◆ What is being asked ◆
Retype the records below word for word, leaving out the pictures.

━━━

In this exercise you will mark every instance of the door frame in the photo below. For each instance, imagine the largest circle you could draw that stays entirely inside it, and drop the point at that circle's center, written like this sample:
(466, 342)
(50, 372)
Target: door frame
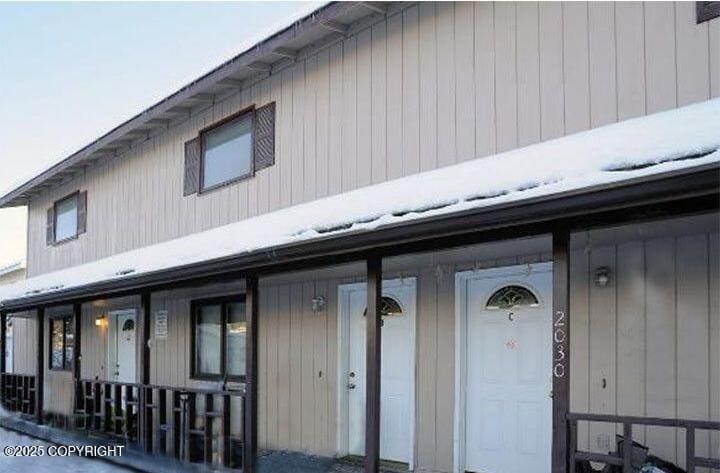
(112, 336)
(461, 280)
(343, 352)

━━━

◆ Finished task ◆
In this exercise you will mark every instance of the door frame in the photo below. For each instance, imagine the largest circle you could draw that stays entirely inside it, and drop the point at that circle's center, written like this sample:
(466, 342)
(50, 372)
Target: door frame
(112, 336)
(461, 280)
(343, 352)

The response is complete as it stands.